Stated task: Identify every line below that contains the word "beach", and copy each of those lines in full.

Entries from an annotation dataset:
━━━━━━━━━━━━━━━━━━━━

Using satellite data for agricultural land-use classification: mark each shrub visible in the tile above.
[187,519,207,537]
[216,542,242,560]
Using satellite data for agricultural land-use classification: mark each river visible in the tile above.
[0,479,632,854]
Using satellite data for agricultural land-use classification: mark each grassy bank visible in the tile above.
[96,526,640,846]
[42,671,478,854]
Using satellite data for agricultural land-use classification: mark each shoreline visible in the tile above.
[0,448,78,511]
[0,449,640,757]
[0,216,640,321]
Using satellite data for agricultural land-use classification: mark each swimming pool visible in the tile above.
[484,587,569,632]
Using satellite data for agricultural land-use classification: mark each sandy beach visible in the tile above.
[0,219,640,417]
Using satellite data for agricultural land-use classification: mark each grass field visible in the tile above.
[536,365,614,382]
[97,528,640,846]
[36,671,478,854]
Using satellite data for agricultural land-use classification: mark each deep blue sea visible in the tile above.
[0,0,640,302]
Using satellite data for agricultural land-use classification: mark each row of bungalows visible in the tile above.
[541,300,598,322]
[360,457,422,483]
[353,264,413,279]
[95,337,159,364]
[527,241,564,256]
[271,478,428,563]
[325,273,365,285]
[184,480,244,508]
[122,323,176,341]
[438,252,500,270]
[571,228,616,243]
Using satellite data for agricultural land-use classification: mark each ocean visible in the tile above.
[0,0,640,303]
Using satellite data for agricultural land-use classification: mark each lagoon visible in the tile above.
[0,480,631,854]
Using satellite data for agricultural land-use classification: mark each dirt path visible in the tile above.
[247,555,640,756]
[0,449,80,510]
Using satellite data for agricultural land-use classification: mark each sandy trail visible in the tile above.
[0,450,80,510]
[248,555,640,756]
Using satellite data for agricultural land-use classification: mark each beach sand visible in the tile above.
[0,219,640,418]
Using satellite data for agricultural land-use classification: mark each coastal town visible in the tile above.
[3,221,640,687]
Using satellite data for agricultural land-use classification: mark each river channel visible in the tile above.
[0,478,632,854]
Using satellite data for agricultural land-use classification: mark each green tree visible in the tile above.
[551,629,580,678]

━━━━━━━━━━━━━━━━━━━━

Worked answer:
Using satellite data for agricultural land-use classification: mark each sandy beach visible in the tile above.
Using satellite data for agricultural land-use classification: mark each beach sand visible in the tile above.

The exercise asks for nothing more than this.